▶ _Problem details_
Do the following statements agree with the clustering post below? Answer yes or no for each, quoting the deciding words from the post.
1. The dist function uses the Euclidean metric to create a distance matrix.
2. Books with a wider distance are more similar in their feature usage.
3. The dendrogram was created using a plain text corpus.

▶ _Source document_
========

Clustering

By Ashle’ Tate

What is clustering?

If you’re anything like me, a teacher candidate and a huge foodie, when you hear the word ‘cluster’ the first thing you think of are those delicious chocolates with caramel and nuts.The second thing you think of is the grouping and instructional practice that supports gifted and talented students…. Well I’m here to tell you that clustering in the world of DH is neither of those things.

Me after learning that:

If you’re reading or have read Jocker’s Text Analysis with R for Student of Literature and read chapter 11 you may have felt like this:

Jockers does a great job of explaining the code behind the process but between that and all of the Euclidean metric and unsupervised clustering talk, it can feel a little overwhelming.

Here is clustering plain and simple:

Document clustering is used to generate hierarchical clusters of documents. Document clustering involves the use of descriptors and descriptor extraction. Descriptors are sets of words that describe the contents within the cluster. Using the Euclidean metric, clustering is able to calculate each book/section’s distance from every other book/section in a corpus. Books with a closer distance will have similarities in regards to their feature usage, and books with a wider distance will be less similar in their feature usage.

How:

We used R Studio

We used dist ( a function that uses the Euclidean metric to create a distance matrix) and hclust or hierarchical clustering (which clusters the data in a distance matrix).

Screen Shot 2017-04-24 at 1.31.12 AM.png

You can use the following code:

Screen Shot 2017-04-24 at 1.12.05 AM.png

In our exploration of this we created a dendrogram using a TEI XML corpus. We looked at top word frequency. The results of the clustering allowed us to see the relationship between texts from different time periods and genres. We wanted to explore this collection of texts to find out who the anonymous author was.

========

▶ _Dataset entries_
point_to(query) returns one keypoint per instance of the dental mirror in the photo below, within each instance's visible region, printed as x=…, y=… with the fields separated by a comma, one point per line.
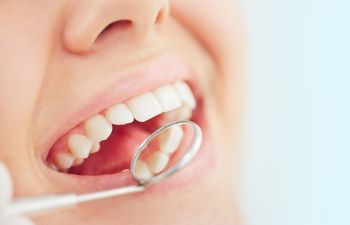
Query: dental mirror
x=165, y=152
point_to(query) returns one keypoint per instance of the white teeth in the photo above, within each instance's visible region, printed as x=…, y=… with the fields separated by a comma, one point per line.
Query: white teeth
x=119, y=115
x=144, y=107
x=167, y=97
x=79, y=145
x=157, y=161
x=185, y=93
x=64, y=160
x=78, y=162
x=171, y=140
x=95, y=148
x=97, y=128
x=142, y=171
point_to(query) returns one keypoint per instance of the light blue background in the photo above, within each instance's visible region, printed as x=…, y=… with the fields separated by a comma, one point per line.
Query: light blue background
x=298, y=126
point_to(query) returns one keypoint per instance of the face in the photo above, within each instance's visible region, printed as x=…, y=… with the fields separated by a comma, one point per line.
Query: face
x=83, y=82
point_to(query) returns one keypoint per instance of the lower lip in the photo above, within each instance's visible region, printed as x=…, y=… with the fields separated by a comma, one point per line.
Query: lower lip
x=200, y=166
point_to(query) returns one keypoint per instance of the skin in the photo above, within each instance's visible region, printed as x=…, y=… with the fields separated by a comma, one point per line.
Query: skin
x=52, y=49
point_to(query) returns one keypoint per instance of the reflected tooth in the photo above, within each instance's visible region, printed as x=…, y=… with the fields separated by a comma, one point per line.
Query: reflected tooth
x=167, y=97
x=142, y=171
x=78, y=162
x=64, y=160
x=79, y=145
x=95, y=148
x=97, y=128
x=144, y=107
x=171, y=140
x=119, y=115
x=185, y=93
x=157, y=161
x=182, y=113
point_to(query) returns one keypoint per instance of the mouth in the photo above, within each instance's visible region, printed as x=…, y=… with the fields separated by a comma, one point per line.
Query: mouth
x=103, y=144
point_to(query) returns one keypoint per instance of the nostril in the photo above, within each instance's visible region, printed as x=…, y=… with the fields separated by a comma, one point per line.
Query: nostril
x=120, y=25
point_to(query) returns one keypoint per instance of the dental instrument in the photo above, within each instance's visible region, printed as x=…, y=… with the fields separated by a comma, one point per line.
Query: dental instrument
x=51, y=203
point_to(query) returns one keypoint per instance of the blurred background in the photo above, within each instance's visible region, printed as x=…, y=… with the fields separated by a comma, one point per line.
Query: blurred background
x=298, y=127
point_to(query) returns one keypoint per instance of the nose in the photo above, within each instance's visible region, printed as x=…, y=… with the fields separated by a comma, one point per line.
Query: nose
x=88, y=19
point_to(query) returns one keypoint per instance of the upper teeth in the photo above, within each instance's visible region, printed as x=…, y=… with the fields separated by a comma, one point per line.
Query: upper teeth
x=177, y=98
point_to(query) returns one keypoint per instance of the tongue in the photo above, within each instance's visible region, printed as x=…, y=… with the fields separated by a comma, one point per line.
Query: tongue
x=115, y=153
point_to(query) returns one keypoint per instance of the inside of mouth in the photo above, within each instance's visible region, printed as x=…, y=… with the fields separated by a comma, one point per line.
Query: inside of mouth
x=117, y=151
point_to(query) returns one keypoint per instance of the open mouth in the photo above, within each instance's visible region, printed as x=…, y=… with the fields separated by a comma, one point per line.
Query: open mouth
x=105, y=142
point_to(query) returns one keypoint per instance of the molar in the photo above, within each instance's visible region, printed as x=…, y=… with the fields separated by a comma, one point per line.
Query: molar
x=157, y=161
x=119, y=115
x=95, y=148
x=142, y=171
x=79, y=145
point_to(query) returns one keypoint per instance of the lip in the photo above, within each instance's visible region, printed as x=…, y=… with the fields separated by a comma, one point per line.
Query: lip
x=144, y=77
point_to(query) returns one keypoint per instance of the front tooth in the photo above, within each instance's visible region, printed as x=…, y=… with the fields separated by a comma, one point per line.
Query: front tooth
x=170, y=141
x=119, y=115
x=167, y=97
x=64, y=160
x=185, y=94
x=97, y=128
x=79, y=145
x=157, y=161
x=95, y=147
x=144, y=107
x=142, y=171
x=78, y=162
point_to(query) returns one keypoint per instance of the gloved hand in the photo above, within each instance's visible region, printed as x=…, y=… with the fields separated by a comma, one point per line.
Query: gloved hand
x=5, y=199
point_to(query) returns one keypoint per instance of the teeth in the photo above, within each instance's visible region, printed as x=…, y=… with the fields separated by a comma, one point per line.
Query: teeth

========

▶ _Answer to the exercise_
1. Yes: "dist ( a function that uses the Euclidean metric to create a distance matrix)"
2. No: "books with a wider distance will be less similar in their feature usage"
3. No: "we created a dendrogram using a TEI XML corpus"